- **EXERCISE INSTRUCTIONS**
Exactly the lines from the beginning of the material to the line with "positive clicks: (542, 347)" are to be repeated, both ends included.

- **MATERIAL PROVIDED**

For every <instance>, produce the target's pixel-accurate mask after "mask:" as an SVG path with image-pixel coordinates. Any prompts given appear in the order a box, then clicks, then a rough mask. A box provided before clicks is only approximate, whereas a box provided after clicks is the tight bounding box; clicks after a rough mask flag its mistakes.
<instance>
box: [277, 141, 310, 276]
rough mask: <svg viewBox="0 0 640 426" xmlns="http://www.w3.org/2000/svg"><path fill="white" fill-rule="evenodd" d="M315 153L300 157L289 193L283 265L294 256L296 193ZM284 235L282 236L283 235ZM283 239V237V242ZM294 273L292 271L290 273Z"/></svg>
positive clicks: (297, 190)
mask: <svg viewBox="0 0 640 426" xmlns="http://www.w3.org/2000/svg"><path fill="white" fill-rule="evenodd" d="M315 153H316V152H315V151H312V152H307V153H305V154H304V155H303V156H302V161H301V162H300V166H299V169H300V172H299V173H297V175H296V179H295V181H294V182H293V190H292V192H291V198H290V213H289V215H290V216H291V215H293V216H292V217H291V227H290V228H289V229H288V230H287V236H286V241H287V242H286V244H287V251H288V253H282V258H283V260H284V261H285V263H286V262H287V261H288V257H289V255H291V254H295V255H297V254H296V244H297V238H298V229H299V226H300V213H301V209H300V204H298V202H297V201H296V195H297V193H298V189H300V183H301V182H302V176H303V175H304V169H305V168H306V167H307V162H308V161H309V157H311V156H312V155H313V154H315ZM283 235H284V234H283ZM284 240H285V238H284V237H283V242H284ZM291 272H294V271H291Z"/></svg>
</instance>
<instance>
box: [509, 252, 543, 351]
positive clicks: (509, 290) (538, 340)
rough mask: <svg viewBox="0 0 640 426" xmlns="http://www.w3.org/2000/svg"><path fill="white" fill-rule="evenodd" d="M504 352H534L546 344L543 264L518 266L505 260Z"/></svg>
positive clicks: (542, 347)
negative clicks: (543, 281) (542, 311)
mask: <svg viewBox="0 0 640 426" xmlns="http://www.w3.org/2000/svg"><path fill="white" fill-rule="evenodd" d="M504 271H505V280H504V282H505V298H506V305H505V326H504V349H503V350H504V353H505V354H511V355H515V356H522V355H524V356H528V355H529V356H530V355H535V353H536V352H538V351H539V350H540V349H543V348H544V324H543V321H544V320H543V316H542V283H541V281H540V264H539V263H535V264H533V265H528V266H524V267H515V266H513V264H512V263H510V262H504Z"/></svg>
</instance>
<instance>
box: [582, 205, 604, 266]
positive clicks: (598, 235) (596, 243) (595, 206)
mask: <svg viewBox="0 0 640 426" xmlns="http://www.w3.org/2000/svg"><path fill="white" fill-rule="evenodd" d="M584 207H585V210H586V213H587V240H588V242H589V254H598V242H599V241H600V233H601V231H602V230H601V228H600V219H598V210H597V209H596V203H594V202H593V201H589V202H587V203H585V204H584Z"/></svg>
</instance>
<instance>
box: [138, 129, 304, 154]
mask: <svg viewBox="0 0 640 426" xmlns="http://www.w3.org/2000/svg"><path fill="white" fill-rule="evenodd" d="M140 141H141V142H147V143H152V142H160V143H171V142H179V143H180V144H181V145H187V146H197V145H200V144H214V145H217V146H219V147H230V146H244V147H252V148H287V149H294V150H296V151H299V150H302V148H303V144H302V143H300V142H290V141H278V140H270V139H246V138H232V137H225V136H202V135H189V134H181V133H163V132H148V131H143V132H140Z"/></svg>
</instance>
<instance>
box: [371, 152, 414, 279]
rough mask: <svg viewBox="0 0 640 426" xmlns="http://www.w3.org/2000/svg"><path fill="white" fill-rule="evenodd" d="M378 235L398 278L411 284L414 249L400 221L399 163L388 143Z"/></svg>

- **RESPONSE FOR THIS EXERCISE**
For every <instance>, produce the target's pixel-accurate mask after "mask:" as an SVG path with image-pixel coordinates. Any prompts given appear in the order a box, then clicks, then a rough mask. A box provided before clicks is only approximate, whereas a box provided after clicks is the tight bounding box; clicks after a rough mask flag its mistakes.
<instance>
box: [277, 141, 310, 276]
rough mask: <svg viewBox="0 0 640 426" xmlns="http://www.w3.org/2000/svg"><path fill="white" fill-rule="evenodd" d="M315 153L300 157L289 193L283 265L294 256L296 193ZM284 235L282 236L283 235ZM283 239V237V242ZM294 273L292 271L290 273Z"/></svg>
positive clicks: (297, 190)
mask: <svg viewBox="0 0 640 426" xmlns="http://www.w3.org/2000/svg"><path fill="white" fill-rule="evenodd" d="M315 153H316V152H315V151H312V152H307V153H305V154H304V155H303V156H302V161H301V162H300V166H299V169H300V172H299V173H297V175H296V179H295V181H294V182H293V190H292V192H291V198H290V213H289V215H290V216H291V215H293V216H292V217H291V227H290V228H289V229H288V230H287V236H286V241H287V242H286V244H287V251H288V253H282V258H283V260H284V261H285V263H286V262H287V261H288V257H289V255H291V254H295V255H297V254H296V244H297V238H298V229H299V226H300V213H301V209H300V204H298V202H297V201H296V195H297V193H298V189H300V183H301V182H302V176H303V175H304V169H305V168H306V167H307V162H308V161H309V157H311V156H312V155H313V154H315ZM283 235H284V234H283ZM284 240H285V238H284V237H283V242H284ZM291 272H294V271H291Z"/></svg>
</instance>
<instance>
box: [509, 252, 543, 351]
positive clicks: (509, 290) (538, 340)
rough mask: <svg viewBox="0 0 640 426" xmlns="http://www.w3.org/2000/svg"><path fill="white" fill-rule="evenodd" d="M504 352H534L546 344L543 264L518 266L505 260Z"/></svg>
positive clicks: (542, 347)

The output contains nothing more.